#### [What is being asked]
Rewrite the stretch of entries from the start through the line containing "[(19, 20), (114, 178), (33, 319), (21, 174)]", both ends included and requests kept, scaling every coordinate in the answers by 0.25 and rounding to whole numbers, with halves rounded up. Leave the numbers in the requests and their sample formats unchanged, and omit the pictures.

#### [Data entries]
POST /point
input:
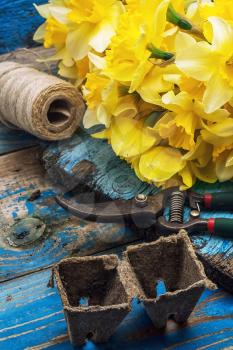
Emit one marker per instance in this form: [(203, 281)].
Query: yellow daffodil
[(101, 95), (77, 72), (158, 80), (128, 57), (224, 165), (94, 24), (161, 163), (183, 119), (130, 137), (157, 75), (210, 63)]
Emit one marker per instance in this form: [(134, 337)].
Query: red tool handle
[(221, 200), (221, 227)]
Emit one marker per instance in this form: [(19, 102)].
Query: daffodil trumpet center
[(157, 53)]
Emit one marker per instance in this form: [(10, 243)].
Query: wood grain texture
[(19, 20), (114, 178), (33, 319), (21, 174)]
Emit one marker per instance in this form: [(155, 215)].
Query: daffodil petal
[(229, 161), (90, 118), (97, 61), (197, 61), (101, 36), (188, 177), (222, 129), (224, 173), (222, 35), (201, 153), (183, 41), (206, 174), (103, 116), (77, 42), (218, 92), (129, 137)]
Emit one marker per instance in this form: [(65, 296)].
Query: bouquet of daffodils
[(157, 75)]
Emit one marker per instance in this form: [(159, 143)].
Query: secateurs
[(149, 211)]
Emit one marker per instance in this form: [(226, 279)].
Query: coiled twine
[(41, 104)]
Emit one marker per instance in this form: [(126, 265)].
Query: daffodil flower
[(101, 95), (211, 63), (160, 163), (130, 137), (128, 57), (94, 24), (183, 119)]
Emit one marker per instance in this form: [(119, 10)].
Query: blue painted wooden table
[(31, 315)]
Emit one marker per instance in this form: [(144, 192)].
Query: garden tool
[(150, 210)]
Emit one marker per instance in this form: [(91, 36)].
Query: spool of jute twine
[(41, 104)]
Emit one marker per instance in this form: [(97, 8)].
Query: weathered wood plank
[(109, 175), (19, 20), (12, 140), (21, 174), (33, 319), (114, 178)]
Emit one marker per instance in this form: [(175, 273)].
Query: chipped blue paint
[(64, 235), (114, 178), (108, 179), (19, 20), (33, 317), (11, 140)]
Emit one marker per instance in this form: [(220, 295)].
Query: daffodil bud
[(175, 18)]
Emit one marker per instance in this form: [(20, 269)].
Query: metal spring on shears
[(177, 207)]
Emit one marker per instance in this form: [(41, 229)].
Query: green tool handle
[(221, 200), (221, 227)]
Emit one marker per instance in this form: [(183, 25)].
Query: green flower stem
[(175, 18)]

#### [Answer to this problem]
POST /point
input:
Emit one marker per instance in this form: [(203, 281)].
Query: yellow daffodil
[(25, 24), (19, 18), (40, 20), (32, 14), (56, 41), (24, 6), (40, 41), (46, 30), (33, 34), (39, 19), (53, 16)]
Emit one marker per instance in this form: [(134, 337)].
Query: red tool handle
[(55, 50), (55, 57)]
Emit one marker per instance in this form: [(19, 102)].
Query: daffodil trumpet center
[(39, 13)]
Emit one marker per instance in this form: [(10, 243)].
Query: wood grain texture
[(5, 5), (29, 45), (8, 80), (5, 44)]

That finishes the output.